## SOURCE PASSAGE
* * *
A 7,000 person business unit (BUX), formed by a merger between two industry “giants” needed to be  seamlessly integrated, while downsizing, producing breakthroughs in performance and re-inventing the culture.

 “BUX” is a large business unit of a new telecom company formed by a merger between two leading companies in the industry.  This merger was at the time one of the largest ever in the industry.  The merging companies were both large and well-established entities providing very similar services.  Immediately following the merger, a re-organization folded all divisions having similar functions into single business units.   BUX was one of these newly formed business units.

LPR’s Charter
The President of BUX requested the assistance of the London Perret Roche Group LLC to support a successful integration.  The engagement was designed to deliver on his two primary commitments: 

  1. Seeing that the two organizations were rapidly and successfully integrated
  2. Ensuring that the integrated organization was turned-on, fast, and accomplished - well prepared for oncoming competitive onslaught" in their market.

Potential Problems

  1. Dissimilar cultures and antagonism between the two entities
  2. Pressing performance issues: Maintaining or simply improving historical performance levels was insufficient.  BUX needed to become a fast-paced, customer responsive, high performing entity - a departure from historical ways of working and past performance
  3. Two of everything: Together, the two merging entities brought two leadership teams, two different labor unions, and two different work forces with different practices. How to go forward was potentially an explosive issue
  4. Downsizing a must:  The merger mandated a reduction in personnel, inevitably a process that upsets many people and engenders mistrust
  5. Inadequate management styles: Also, both organizations had a top down, military-like management style frequently described as "command and control” – an engrained style that could not support the vital, fast environment needed for future success and needed to be changed quickly.

The Results
1. A seamless integration, and a revitalized environment:

"A large percentage of employees bought into changing the organization.  I saw a turn.  Employees in my organization were excited about it.  “Ignition” sessions truly touched the organization.  They got people committed to the new BUX.  It touched employees’ heart.  They recommitted to the organization.  The result was a quantum leap in sales and service."
-Senior Team Leader

"I saw a lot of finger pointing . . . and I wanted to alter those things.  By building an organization that had a very high level of urgency, customer sensitivity, everyone being really focused on the best way for us to address the market, satisfy our customers, enhance service results, we developed a cohesive, focused organization."
* * *
## LISTED ENTRIES
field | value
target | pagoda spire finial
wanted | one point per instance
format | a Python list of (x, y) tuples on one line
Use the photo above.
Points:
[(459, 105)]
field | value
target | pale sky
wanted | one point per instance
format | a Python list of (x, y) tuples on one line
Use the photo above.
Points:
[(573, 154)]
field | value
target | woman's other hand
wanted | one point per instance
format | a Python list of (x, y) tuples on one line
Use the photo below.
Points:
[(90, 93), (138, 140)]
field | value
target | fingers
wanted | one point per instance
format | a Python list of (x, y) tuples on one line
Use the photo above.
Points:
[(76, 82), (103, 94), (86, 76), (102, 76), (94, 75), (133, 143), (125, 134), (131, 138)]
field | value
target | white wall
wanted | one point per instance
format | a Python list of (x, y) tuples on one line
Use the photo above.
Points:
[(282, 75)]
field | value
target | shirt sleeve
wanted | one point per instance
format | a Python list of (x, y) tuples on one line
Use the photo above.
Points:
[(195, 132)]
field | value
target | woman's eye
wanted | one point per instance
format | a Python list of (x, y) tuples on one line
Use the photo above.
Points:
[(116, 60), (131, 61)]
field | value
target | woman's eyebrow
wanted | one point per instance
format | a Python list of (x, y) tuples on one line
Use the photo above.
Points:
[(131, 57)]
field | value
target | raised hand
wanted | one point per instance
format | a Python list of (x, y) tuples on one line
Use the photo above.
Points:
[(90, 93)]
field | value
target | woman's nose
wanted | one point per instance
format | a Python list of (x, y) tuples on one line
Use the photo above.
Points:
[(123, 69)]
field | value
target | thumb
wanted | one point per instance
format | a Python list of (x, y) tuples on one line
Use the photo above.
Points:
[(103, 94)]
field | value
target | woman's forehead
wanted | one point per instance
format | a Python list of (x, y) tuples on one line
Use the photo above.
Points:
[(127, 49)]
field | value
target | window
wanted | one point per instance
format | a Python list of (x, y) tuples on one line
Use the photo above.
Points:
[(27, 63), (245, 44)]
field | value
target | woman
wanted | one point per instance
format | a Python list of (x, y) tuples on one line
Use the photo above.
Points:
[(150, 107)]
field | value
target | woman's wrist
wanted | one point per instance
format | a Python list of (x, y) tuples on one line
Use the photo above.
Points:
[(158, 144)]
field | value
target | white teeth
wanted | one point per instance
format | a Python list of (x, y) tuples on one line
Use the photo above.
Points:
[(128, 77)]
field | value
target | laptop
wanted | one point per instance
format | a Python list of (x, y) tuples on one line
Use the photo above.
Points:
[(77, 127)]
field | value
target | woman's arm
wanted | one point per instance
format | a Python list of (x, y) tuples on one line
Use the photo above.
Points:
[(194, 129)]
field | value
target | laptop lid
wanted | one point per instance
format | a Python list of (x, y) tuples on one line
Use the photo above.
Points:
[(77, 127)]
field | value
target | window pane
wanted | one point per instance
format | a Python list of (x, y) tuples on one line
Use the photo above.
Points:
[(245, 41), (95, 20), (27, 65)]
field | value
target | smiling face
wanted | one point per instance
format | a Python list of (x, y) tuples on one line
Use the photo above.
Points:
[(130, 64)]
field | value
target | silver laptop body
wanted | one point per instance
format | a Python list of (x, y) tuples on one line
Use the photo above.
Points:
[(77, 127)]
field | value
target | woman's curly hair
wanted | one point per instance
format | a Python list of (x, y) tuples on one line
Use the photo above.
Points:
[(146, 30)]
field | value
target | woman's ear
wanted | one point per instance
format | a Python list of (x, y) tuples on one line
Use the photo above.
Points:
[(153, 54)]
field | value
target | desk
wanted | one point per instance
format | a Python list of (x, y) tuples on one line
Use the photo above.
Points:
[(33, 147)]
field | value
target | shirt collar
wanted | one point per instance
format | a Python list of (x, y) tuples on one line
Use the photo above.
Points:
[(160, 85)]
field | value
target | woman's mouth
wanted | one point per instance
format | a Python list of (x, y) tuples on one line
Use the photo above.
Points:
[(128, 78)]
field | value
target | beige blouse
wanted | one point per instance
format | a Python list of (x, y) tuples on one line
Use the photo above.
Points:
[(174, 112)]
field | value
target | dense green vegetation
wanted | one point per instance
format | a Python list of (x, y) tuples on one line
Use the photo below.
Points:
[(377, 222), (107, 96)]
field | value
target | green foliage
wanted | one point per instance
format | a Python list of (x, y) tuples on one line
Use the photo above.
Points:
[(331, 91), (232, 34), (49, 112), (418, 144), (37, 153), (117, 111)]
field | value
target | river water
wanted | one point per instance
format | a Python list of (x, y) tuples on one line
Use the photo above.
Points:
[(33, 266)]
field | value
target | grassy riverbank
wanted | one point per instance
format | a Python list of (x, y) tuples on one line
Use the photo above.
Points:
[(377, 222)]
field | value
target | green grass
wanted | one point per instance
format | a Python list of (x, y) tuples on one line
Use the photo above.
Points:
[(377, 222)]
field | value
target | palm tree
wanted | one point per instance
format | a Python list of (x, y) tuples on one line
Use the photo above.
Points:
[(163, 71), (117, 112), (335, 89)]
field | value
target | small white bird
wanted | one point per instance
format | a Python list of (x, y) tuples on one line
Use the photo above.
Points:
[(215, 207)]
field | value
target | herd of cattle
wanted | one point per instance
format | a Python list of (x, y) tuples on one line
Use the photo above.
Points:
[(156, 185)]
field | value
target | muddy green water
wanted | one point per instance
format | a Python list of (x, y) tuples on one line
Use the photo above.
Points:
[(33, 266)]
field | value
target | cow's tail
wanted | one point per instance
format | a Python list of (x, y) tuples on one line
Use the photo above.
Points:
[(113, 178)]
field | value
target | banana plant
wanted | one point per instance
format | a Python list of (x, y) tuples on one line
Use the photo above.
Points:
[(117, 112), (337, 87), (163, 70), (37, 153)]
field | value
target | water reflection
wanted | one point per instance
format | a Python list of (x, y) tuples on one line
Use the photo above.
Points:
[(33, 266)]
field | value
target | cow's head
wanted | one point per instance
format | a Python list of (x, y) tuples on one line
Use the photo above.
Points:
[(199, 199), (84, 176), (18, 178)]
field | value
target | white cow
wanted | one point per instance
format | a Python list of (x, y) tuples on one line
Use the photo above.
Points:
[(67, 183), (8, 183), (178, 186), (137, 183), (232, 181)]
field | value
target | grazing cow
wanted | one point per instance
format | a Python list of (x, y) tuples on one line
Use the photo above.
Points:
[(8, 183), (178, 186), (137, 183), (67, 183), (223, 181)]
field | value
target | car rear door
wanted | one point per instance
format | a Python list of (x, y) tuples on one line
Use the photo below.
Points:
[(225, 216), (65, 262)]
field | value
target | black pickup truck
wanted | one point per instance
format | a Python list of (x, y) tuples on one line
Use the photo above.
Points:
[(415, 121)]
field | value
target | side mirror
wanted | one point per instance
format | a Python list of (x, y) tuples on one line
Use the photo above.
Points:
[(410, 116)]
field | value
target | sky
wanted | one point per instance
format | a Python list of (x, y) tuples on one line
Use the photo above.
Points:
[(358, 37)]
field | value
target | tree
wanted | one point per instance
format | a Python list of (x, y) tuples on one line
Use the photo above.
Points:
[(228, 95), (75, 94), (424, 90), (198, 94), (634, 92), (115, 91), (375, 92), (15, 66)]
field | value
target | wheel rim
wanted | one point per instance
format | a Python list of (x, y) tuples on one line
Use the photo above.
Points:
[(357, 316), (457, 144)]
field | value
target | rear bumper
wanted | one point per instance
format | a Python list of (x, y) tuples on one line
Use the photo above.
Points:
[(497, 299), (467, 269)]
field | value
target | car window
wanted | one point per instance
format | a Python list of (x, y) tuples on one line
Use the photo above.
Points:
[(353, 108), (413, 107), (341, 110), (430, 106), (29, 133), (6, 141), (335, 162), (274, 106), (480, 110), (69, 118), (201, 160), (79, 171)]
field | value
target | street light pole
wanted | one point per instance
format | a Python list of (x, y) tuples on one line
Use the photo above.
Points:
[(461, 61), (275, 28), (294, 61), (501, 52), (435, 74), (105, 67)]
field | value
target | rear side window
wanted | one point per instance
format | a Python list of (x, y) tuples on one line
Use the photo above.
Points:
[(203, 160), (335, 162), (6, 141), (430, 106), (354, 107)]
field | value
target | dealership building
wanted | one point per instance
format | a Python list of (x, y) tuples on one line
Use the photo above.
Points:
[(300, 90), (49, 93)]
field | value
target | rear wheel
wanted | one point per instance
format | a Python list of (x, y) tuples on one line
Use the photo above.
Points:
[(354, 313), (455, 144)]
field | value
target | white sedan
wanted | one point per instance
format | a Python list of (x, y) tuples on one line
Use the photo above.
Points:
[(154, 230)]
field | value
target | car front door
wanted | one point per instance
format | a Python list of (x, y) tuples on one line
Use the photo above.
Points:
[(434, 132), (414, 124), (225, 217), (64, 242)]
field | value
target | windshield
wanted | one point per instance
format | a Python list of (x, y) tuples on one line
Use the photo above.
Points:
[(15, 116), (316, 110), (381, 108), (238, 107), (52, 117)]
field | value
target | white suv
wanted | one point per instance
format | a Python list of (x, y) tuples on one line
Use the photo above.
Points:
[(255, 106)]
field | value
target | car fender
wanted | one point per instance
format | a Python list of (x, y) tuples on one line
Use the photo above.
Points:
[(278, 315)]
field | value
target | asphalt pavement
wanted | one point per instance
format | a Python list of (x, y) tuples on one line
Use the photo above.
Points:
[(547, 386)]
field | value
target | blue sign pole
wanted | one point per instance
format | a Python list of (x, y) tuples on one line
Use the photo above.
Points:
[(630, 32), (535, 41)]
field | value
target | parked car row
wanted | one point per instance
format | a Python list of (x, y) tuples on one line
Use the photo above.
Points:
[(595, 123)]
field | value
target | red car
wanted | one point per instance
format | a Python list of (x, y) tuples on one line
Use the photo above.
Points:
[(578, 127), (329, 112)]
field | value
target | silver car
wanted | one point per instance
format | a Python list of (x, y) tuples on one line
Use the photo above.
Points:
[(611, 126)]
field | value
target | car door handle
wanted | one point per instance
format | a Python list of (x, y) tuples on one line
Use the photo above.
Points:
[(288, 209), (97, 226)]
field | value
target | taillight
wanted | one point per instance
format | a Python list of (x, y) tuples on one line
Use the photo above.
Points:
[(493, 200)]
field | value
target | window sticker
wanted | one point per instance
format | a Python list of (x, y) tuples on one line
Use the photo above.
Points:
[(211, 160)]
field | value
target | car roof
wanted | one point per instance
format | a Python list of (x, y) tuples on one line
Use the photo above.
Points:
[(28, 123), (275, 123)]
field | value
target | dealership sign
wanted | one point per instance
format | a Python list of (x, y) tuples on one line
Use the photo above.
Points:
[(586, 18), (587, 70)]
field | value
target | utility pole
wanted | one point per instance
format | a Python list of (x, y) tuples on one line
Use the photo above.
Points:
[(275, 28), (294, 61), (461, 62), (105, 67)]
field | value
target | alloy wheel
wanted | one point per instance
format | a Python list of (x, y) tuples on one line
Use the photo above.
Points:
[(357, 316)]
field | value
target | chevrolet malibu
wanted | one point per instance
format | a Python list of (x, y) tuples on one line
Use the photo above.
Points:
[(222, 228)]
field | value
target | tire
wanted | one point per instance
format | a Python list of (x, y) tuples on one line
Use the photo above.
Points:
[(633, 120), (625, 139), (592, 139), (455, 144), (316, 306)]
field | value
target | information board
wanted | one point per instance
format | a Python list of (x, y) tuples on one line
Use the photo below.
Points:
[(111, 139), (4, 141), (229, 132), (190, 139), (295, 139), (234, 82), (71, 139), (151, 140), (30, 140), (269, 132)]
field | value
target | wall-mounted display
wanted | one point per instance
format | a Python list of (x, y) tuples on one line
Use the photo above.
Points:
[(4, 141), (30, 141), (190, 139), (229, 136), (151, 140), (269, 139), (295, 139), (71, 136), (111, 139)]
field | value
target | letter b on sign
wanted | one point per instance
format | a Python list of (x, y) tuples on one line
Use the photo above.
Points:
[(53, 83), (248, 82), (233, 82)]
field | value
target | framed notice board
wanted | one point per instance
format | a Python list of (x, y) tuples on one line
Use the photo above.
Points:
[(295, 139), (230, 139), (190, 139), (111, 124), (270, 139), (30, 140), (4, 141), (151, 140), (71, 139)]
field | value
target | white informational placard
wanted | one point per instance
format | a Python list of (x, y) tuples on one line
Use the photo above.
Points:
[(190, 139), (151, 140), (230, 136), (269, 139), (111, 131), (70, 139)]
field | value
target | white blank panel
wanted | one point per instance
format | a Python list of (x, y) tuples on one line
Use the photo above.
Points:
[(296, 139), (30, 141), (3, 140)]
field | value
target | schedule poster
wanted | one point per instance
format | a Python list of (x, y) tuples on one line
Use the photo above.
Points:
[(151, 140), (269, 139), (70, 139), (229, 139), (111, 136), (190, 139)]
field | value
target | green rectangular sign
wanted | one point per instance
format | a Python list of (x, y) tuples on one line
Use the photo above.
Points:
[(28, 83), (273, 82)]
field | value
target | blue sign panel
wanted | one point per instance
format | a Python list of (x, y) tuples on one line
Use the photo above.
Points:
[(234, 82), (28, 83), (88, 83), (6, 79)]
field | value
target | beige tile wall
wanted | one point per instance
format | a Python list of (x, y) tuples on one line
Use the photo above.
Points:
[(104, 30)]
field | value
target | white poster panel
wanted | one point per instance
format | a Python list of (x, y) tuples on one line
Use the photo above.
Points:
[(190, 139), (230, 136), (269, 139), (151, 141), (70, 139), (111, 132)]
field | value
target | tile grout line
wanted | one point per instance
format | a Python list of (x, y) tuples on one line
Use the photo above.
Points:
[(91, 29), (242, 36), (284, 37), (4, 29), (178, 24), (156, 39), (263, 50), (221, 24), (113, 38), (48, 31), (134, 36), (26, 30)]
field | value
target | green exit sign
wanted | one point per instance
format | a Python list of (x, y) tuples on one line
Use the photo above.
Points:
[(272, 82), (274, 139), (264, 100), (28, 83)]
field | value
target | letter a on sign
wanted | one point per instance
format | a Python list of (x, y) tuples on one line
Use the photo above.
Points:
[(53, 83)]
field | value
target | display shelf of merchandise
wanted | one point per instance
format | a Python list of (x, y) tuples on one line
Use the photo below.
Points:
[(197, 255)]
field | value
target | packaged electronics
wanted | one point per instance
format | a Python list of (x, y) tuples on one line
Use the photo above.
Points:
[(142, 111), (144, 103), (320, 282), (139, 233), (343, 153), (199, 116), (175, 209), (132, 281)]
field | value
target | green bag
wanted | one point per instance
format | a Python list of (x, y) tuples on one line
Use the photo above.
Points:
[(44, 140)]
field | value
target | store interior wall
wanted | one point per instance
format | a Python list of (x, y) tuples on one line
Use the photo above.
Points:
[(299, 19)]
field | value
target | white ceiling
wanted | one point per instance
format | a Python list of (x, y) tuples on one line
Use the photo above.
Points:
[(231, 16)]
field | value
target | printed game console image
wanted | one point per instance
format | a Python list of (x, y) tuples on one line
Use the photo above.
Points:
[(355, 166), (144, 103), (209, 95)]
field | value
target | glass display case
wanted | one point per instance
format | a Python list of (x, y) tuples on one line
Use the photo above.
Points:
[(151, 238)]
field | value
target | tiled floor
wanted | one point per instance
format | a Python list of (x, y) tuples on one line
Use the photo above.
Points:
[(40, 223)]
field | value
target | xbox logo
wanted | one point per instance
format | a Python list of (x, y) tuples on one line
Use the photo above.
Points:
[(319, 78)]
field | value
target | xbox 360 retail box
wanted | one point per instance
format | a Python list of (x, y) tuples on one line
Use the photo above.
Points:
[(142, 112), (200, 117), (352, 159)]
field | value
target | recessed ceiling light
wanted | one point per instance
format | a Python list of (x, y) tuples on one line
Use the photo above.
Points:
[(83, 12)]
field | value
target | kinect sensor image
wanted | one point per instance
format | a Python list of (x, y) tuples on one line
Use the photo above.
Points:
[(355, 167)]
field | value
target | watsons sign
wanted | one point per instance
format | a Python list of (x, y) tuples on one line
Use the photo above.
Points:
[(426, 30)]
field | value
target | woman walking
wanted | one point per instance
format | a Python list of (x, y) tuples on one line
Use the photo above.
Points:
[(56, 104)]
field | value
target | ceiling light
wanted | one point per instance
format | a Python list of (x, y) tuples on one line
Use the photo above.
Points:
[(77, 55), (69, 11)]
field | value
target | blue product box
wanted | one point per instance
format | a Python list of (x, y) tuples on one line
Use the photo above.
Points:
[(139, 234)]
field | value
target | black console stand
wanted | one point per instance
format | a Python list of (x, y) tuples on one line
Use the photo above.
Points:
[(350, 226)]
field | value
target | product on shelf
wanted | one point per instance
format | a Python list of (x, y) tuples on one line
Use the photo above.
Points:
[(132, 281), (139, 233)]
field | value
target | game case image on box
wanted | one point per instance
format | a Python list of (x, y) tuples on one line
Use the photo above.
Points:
* * *
## REQUIRED ACTIONS
• a. Can you reproduce part of the BUX merger case study word for word, beginning at "1. Seeing that" and stopping after "in their market."?
• b. Can you continue the BUX merger case study, picking up right after its last sentence?

## ANSWERS BELOW
• a.
1. Seeing that the two organizations were rapidly and successfully integrated
  2. Ensuring that the integrated organization was turned-on, fast, and accomplished - well prepared for oncoming competitive onslaught" in their market.

• b.
-BUX President

2. The "command and control" culture substantially dismantled:
"Before, the staff people would have analyzed problems, found answers, laid it out there and then walk away.  Now, it’s a partnership.  Staff and workers design together, implement by phases - pilot it, monitor it, tweak it.  The managers are not afraid to say, "My original thought was wrong."  Before, we were defending the wrong method forever.”

“It used to be very hierarchical.  You spoke only to your supervisor.  We were not encouraged to voice an opinion.   Now, people are encouraged to shared ideas and promote them.  I’d have never thought I could send a message to even my director three steps up. . . There are no repercussions, even if what’s said is not what they want to hear.”

3. Innovation and leadership emerging at all levels:

"Ownership is emerging from the ranks where you normally don’t expect it. We, as a culture, don’t look to service reps for solutions.  We’re used to telling them what to do and when.  That has changed drastically.  Almost 100% of the teams are taking on significant activities. . .With that ownership came leadership, in the ranks where most of the work is done.  Leaders are emerging because we created the space for it.  They didn’t expect that they’d be leaders in the business.  That’s their greatest learning - that they could lead.”

“I’ve never seen employees so excited about seeing that they could make things happen.  I see eagerness to be a part of it and people wanting to bring about the change in BUX.  I see a lot of relationship building, working through problems, a lot of team and a lot of confidence.”